[Task objective]:
Your task is to return the line containing "Practice step: point at the dry" plus every line after it, exactly and with nothing added.

───── Exercise materials ─────

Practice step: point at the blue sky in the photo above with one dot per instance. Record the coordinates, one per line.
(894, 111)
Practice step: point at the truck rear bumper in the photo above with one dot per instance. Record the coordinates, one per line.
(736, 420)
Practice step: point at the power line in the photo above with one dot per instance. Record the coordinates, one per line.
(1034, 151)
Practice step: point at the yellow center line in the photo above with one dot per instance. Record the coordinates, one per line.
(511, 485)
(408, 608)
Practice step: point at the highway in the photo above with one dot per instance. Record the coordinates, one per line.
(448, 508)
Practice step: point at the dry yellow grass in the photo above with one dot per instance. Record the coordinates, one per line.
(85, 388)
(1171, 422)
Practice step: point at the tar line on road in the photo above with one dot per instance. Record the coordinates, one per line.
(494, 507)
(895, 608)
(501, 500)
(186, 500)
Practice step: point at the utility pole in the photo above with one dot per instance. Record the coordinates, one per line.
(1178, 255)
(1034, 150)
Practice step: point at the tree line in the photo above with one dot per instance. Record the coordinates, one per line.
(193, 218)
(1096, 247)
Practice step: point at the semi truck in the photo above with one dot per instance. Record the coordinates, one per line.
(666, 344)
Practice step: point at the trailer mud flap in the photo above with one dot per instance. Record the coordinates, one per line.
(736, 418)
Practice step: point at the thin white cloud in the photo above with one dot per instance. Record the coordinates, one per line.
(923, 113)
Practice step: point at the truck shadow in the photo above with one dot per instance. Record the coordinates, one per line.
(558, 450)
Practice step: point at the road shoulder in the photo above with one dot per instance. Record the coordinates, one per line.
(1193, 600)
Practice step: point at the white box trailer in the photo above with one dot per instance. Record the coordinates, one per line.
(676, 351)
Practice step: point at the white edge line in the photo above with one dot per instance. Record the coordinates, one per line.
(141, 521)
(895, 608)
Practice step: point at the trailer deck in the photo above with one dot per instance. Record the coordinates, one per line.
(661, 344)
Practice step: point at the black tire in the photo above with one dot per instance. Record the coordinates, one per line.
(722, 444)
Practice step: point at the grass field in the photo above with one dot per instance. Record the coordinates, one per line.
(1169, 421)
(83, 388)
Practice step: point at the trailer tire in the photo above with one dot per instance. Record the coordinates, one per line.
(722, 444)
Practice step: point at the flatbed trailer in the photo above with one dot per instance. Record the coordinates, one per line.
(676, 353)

─────

[Solution to this problem]:
Practice step: point at the dry yellow grass in the photo above with one dot per instance. Record the coordinates, one per line.
(85, 388)
(1171, 422)
Practice step: point at the tar line on road in the photo above with one dot per instance. Record the coordinates, one per line.
(494, 507)
(895, 608)
(501, 500)
(186, 500)
Practice step: point at the utility pole in the photo above with one dot per instance. Record the coordinates, one per line.
(1178, 255)
(1034, 150)
Practice step: point at the tree line in the photo above with one dot per instance. Record the coordinates, one per line.
(193, 218)
(1096, 247)
Practice step: point at the semi truck in the photo above with one dot per instance. Record the coordinates, one per line.
(666, 344)
Practice step: point at the trailer mud flap in the photo above with one dot per instance. Record the coordinates, one per line.
(736, 418)
Practice step: point at the thin white cloud in the photo above with one dot per instance. Record the coordinates, one per line.
(923, 113)
Practice step: point at the truck shadow in the photo above with one dot per instance. Record the coordinates, one per line.
(558, 450)
Practice step: point at the road shoulder in the photo above with one dot per instance. Record the coordinates, one per line.
(1193, 600)
Practice step: point at the white box trailer in the photo above with one dot per instance. Record the coordinates, one per line.
(676, 351)
Practice step: point at the white edge line in the photo above with one dot per instance. Record the coordinates, one per line.
(141, 521)
(895, 608)
Practice step: point at the trailer deck in the photo above with one dot per instance. Record the coordinates, one per line.
(661, 344)
Practice step: point at the black tire in the photo above with one dot per instance. Record the coordinates, one per line.
(722, 444)
Practice step: point at the grass field in the photo above with one dot per instance. Record the coordinates, one per line.
(1169, 421)
(83, 388)
Practice step: point at the trailer tire in the photo above with one dot per instance. Record the coordinates, one per line.
(722, 444)
Practice step: point at the flatbed trailer in the photo above with one dot per instance. Record the coordinates, one per line.
(676, 353)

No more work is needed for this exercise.